TASK DESCRIPTION -> Count how many lines in the records contain the word "white", and give only the number.

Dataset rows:
* Begin *

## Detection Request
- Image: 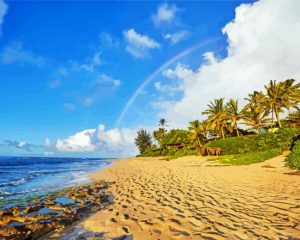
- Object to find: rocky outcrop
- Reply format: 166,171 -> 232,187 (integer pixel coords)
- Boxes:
0,182 -> 113,240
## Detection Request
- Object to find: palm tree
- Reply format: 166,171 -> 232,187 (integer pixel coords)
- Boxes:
242,105 -> 270,133
225,99 -> 243,136
279,79 -> 300,114
135,129 -> 152,154
158,118 -> 168,127
202,98 -> 227,138
188,120 -> 207,148
153,128 -> 167,144
244,91 -> 267,110
265,80 -> 287,127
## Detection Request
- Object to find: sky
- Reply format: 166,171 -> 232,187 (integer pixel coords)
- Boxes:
0,0 -> 300,157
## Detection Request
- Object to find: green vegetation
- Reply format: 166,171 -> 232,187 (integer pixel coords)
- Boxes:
135,129 -> 152,154
212,149 -> 280,165
136,79 -> 300,167
206,128 -> 300,155
286,140 -> 300,171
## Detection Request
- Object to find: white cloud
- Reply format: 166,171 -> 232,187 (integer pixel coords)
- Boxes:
96,74 -> 121,87
79,52 -> 102,73
0,41 -> 44,67
164,30 -> 190,44
152,3 -> 179,26
64,103 -> 75,111
53,124 -> 137,156
44,152 -> 54,157
0,0 -> 8,35
123,28 -> 160,58
100,32 -> 120,48
97,124 -> 137,156
203,52 -> 217,64
55,129 -> 96,152
4,140 -> 36,152
156,0 -> 300,126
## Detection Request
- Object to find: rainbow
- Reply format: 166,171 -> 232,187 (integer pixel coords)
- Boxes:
116,37 -> 219,128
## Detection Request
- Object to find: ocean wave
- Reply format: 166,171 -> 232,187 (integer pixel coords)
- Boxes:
0,175 -> 35,187
0,189 -> 42,197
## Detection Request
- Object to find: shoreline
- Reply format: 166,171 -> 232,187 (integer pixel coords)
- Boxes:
0,155 -> 300,240
80,155 -> 300,240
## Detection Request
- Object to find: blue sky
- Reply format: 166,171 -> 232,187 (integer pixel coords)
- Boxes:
0,1 -> 298,156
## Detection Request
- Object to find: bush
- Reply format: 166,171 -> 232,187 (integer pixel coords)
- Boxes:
286,140 -> 300,170
212,149 -> 280,165
206,128 -> 300,155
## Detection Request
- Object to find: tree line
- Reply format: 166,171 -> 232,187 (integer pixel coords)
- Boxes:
135,79 -> 300,154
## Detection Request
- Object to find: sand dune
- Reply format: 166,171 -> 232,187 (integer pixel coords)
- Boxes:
83,156 -> 300,240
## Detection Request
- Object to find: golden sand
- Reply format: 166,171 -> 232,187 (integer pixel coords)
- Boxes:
83,156 -> 300,240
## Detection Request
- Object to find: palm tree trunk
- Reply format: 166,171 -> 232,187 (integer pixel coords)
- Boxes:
197,137 -> 203,148
235,123 -> 240,137
275,110 -> 282,128
272,108 -> 274,128
221,127 -> 225,139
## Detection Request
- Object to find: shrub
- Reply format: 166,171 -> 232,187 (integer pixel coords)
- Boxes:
212,149 -> 280,165
206,128 -> 300,155
286,140 -> 300,170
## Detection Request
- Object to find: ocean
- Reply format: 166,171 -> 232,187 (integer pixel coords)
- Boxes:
0,157 -> 112,206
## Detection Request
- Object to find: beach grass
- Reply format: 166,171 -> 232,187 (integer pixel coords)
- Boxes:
208,149 -> 280,165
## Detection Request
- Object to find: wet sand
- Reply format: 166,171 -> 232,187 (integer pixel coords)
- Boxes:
83,156 -> 300,240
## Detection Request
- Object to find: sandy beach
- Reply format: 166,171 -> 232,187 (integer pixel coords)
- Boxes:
82,156 -> 300,240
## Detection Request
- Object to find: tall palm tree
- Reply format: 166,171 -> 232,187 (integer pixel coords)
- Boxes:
225,99 -> 243,136
245,91 -> 268,111
202,98 -> 227,138
158,118 -> 167,127
153,128 -> 167,144
265,80 -> 286,127
241,91 -> 270,133
242,105 -> 271,133
279,79 -> 300,114
188,120 -> 207,148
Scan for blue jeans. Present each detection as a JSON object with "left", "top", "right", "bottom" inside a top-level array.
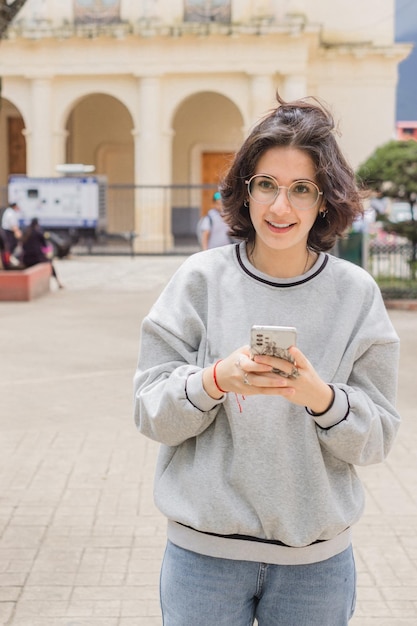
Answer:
[{"left": 161, "top": 541, "right": 356, "bottom": 626}]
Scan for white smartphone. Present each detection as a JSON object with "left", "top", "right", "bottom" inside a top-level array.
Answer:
[{"left": 250, "top": 325, "right": 297, "bottom": 376}]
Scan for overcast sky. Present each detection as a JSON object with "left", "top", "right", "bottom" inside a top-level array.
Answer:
[{"left": 395, "top": 0, "right": 417, "bottom": 122}]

* End *

RESPONSE TO THIS EXERCISE -> 2